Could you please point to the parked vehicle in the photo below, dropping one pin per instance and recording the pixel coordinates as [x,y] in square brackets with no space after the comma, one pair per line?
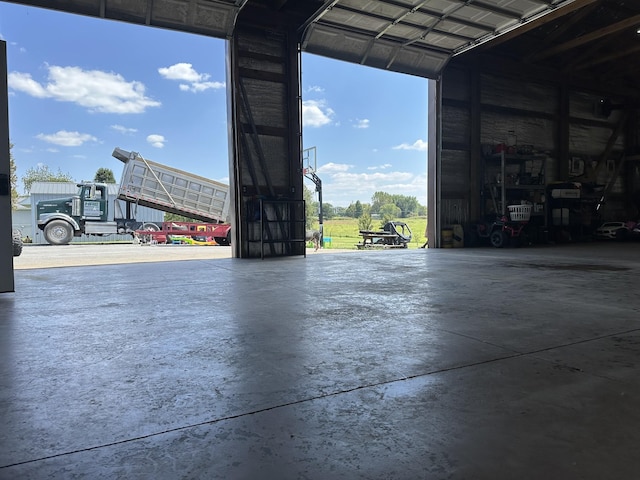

----

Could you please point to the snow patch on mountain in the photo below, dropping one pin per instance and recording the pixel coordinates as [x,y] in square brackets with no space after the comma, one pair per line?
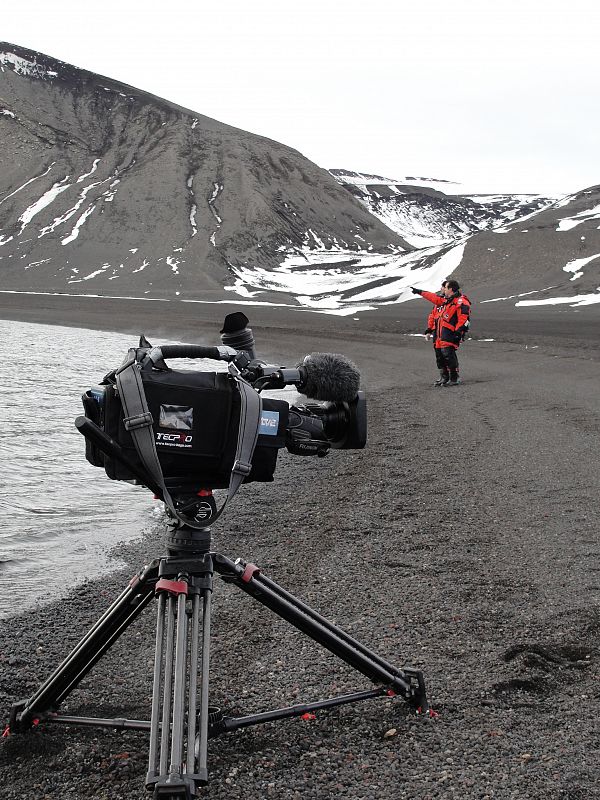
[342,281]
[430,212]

----

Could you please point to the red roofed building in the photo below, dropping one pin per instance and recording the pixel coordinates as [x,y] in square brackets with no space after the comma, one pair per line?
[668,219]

----

=== Tugas ===
Hitung jumlah baris dalam daftar di atas yang memuat kata "comma". Tuliskan angkanya saja.

=== Jawaban ===
3